**ABOUT THIS EXERCISE**. Word for word, write out all of the data below.
* * * * * * * * *
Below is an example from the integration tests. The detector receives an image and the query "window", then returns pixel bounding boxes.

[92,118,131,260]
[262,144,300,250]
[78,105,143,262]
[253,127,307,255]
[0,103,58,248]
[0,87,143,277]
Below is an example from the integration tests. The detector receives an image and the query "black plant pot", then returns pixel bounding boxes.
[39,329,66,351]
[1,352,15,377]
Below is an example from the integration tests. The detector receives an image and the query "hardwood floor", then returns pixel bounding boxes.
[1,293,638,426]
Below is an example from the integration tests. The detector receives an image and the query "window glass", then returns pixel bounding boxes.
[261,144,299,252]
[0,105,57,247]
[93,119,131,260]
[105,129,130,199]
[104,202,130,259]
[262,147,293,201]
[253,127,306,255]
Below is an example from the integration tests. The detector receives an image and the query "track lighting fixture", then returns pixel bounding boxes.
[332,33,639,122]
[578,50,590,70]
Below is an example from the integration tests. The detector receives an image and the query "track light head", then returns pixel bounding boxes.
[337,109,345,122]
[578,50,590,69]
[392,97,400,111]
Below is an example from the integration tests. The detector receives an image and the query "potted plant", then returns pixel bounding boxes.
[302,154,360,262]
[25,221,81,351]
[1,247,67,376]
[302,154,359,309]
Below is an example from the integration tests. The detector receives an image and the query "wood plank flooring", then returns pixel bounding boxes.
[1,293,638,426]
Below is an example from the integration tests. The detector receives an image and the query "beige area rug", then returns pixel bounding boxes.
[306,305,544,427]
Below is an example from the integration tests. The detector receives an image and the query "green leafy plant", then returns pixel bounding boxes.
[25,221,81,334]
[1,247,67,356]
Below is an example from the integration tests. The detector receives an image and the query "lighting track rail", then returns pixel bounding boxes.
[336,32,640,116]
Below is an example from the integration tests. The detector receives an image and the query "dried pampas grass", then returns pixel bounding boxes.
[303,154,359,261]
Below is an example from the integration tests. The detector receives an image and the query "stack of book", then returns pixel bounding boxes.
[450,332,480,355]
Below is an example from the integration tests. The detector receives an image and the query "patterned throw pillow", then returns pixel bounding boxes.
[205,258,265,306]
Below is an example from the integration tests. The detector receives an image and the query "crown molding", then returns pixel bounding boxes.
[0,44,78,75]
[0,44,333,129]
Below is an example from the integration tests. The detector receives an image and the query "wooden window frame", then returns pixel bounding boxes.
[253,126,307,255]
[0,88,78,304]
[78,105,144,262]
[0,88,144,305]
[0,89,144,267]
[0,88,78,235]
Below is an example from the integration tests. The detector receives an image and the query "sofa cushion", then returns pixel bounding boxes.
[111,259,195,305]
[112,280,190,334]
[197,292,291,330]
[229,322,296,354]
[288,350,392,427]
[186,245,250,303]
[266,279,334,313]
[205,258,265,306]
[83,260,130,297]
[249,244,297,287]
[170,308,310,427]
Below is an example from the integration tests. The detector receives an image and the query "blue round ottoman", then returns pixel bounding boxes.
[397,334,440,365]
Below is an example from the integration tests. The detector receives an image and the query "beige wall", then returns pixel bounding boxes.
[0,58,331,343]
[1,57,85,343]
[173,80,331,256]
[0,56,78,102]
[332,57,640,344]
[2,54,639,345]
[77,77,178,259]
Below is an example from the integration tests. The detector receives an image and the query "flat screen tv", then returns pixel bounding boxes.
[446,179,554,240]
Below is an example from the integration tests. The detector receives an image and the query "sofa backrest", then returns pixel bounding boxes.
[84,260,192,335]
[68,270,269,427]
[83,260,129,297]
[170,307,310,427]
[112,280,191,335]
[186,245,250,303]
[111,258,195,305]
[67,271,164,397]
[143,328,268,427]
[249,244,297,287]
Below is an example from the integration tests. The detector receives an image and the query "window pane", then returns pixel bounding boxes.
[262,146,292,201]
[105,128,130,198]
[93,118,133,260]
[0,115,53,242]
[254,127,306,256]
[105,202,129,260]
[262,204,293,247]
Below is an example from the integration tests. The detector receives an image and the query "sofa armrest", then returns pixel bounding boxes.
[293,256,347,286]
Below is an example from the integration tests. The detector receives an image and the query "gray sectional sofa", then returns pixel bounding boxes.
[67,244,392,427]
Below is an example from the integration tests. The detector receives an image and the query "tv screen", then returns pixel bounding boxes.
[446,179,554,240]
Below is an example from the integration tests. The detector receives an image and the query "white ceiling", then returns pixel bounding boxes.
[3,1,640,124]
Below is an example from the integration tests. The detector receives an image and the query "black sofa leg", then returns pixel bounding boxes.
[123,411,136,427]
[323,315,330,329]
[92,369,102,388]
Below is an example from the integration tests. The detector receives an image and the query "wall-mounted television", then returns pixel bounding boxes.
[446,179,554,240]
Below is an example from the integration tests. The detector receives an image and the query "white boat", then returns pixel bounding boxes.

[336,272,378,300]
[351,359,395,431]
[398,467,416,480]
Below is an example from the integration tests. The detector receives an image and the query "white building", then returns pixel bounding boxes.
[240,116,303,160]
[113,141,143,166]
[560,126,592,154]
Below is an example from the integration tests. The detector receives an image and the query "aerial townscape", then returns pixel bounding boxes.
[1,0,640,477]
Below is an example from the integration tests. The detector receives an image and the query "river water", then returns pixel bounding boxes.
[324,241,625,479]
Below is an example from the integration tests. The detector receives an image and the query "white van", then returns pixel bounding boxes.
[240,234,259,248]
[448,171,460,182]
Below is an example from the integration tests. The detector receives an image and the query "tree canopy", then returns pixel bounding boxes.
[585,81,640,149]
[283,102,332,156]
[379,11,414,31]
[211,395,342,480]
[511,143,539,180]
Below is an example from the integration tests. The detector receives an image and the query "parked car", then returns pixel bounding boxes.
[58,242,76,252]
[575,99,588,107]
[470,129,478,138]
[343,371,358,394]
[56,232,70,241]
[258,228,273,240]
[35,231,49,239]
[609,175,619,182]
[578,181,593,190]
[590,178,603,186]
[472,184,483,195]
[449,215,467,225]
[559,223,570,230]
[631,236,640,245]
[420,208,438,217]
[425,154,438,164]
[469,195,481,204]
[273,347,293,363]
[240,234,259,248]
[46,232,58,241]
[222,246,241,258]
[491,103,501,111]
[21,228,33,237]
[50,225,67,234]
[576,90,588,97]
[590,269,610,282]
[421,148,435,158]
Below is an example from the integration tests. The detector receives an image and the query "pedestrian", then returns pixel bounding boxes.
* * * * * * * * *
**EXERCISE OUTPUT**.
Below is an example from the integration tests. The detector receives an image and the query "window", then returns pixel bounding boxes.

[92,118,131,260]
[262,144,300,250]
[78,105,143,262]
[253,127,307,255]
[0,103,58,248]
[0,87,143,277]
Below is an example from the integration tests. The detector receives an image and the query "black plant pot", then returns pixel bounding boxes.
[39,329,66,351]
[1,352,15,377]
Below is an example from the integration tests. The detector receives an image and the query "hardwood floor", then returns pixel bounding boxes.
[1,293,638,426]
Below is an example from the integration tests. The detector receives an image and the query "window glass", then returns pixel bounding boxes.
[261,144,299,252]
[0,105,57,247]
[93,119,131,260]
[105,129,130,199]
[104,202,130,259]
[262,147,293,201]
[253,127,306,255]
Below is an example from the integration tests. The detector receives an image and the query "track lighting fixture", then returns pixel bounding boxes.
[332,33,639,122]
[578,50,590,70]
Below is an example from the integration tests. The detector receives an image and the query "track light head", then returns pixel bounding boxes.
[337,109,345,122]
[578,50,590,69]
[392,97,400,111]
Below is an example from the integration tests. The detector receives an image and the query "potted plant", then returns pixel bounding boxes.
[302,154,360,262]
[25,221,81,351]
[1,247,67,376]
[302,154,359,309]
Below is an example from the integration tests. The detector receives an image and the query "wood plank flooring", then returns pixel bounding boxes.
[1,293,638,426]
Below is an example from the integration tests. The detector receives an image and the query "beige area rug", then returns pixel bounding boxes.
[306,305,544,427]
Below is an example from the integration tests. The detector receives an image and the query "green leafy plant", then returns pixel bounding boxes.
[25,221,81,334]
[1,247,67,356]
Below is an example from the integration tests. The detector receives an image and the query "lighting track rail", then returns pixel bounding boxes.
[336,32,640,116]
Below is an example from the integration tests. The detector receives an image and the query "dried pampas grass", then returns pixel bounding boxes.
[303,154,359,261]
Below is an example from the integration tests. The detector receives an image and the query "stack of book", then returns pixel bounding boxes.
[450,332,480,355]
Below is an example from the integration tests. The detector receives an image and the query "patterned throw pillow", then returns pixel bounding boxes.
[205,258,265,306]
Below is an example from the integration tests. The detector receives an image and the query "crown molding", then returns pixel bounding boxes.
[0,44,78,75]
[0,44,333,129]
Below is an example from the integration tests. The detector receives an image and the query "wooden window frame", then returns pixel bounding boxes.
[253,126,307,255]
[0,88,78,304]
[78,105,144,262]
[0,88,144,305]
[0,89,144,267]
[0,88,78,235]
Below is an example from the integration tests. The detector receives an image and the query "sofa cushion", then returns pixel bounding boxes.
[111,259,195,305]
[112,280,190,334]
[197,292,291,330]
[229,322,296,354]
[288,350,392,427]
[186,245,250,303]
[266,279,334,313]
[205,258,265,306]
[83,260,130,297]
[249,244,297,287]
[170,308,310,427]
Below is an example from the integration tests. The detector receives an image and the query "blue round ottoman", then returns pixel bounding boxes.
[397,334,440,365]
Below is an example from the integration tests. The detector receives an image and the query "beige wall", then returns pixel bounding boxes.
[0,58,331,343]
[1,57,85,343]
[173,80,331,256]
[0,56,78,102]
[332,57,640,344]
[2,54,639,345]
[77,77,178,259]
Below is an example from the integration tests. The detector receives an image and the query "flat screen tv", then returns pixel bounding boxes.
[446,179,554,240]
Below is an example from the integration tests. The detector receives an image and the query "sofa backrest", then returns pixel bounding boxes.
[84,260,192,335]
[68,270,269,427]
[83,260,129,297]
[170,307,310,427]
[112,280,191,335]
[186,245,250,303]
[111,258,195,305]
[67,271,164,397]
[143,328,268,427]
[249,244,297,287]
Below is an example from the integration tests. The detector receives an image and the query "window pane", then returns pixel bounding boxes.
[262,146,292,201]
[105,128,130,198]
[93,118,133,260]
[0,115,53,242]
[254,127,306,256]
[105,202,129,260]
[262,204,293,247]
Below is an example from the integration tests. The detector receives an image and the query "sofa armrest", then returns pixel bounding boxes.
[293,256,347,286]
Below is an example from the integration tests. The detector receives an image and the query "gray sectional sofa", then returns pixel bounding boxes.
[67,244,392,427]
Below is an example from the integration tests. The detector receives an image and the query "tv screen", then returns pixel bounding boxes.
[446,179,554,240]
Below is an example from the integration tests. The detector receives an image and the query "white ceiling", then returns pixel bounding boxes.
[3,1,640,124]
Below is an example from the integration tests. The detector receives an image and the query "black sofa leg", then returns pixel bounding boxes.
[123,411,136,427]
[323,315,330,329]
[92,369,102,388]
Below is an example from the integration tests. The detector receives an image and the query "wall-mounted television", then returns pixel bounding boxes.
[446,179,554,240]
Below is an example from the integration tests. The detector receives an image and the query "white boat", then returns pixel bounding boxes.

[336,272,378,300]
[351,359,395,431]
[398,467,416,480]
Below is an example from the integration tests. The detector receives an image and the query "white building", then returns pixel bounding boxes.
[240,116,303,160]
[113,141,143,166]
[560,126,592,154]
Below is an example from the integration tests. The detector receives an image and the query "aerial townscape", then returns pixel bounding boxes.
[1,0,640,477]
Below is an example from the integration tests. The detector receives an image and the query "river water", then returns pixel bounding boxes.
[324,241,625,479]
Below is an example from the integration tests. The detector receives an image and the query "white van", then returns pixel bounding boxes.
[240,234,259,248]
[448,171,460,182]
Below is an example from the integration tests. The detector receives an image and the query "tree canopy", then returns pixel bounding boxes.
[585,81,640,149]
[283,102,332,156]
[379,11,414,31]
[211,395,342,480]
[511,143,539,180]
Below is an example from the integration tests. The detector receives an image and the query "parked car", then returns pixel bounding boxes.
[58,242,76,252]
[575,99,588,107]
[470,129,478,138]
[343,371,358,394]
[56,232,70,241]
[258,228,273,240]
[35,231,49,239]
[609,175,619,182]
[578,181,593,190]
[590,178,603,186]
[472,184,483,195]
[449,215,467,225]
[559,223,570,230]
[631,236,640,245]
[420,208,438,217]
[425,154,438,164]
[469,195,481,204]
[273,347,293,363]
[240,234,259,248]
[46,232,58,241]
[222,246,241,258]
[491,103,501,111]
[21,228,33,237]
[50,225,67,234]
[576,90,588,97]
[590,269,610,282]
[421,148,435,158]
Below is an example from the integration tests. The detector receives an image and the query "pedestrian", then returns pixel bounding boxes.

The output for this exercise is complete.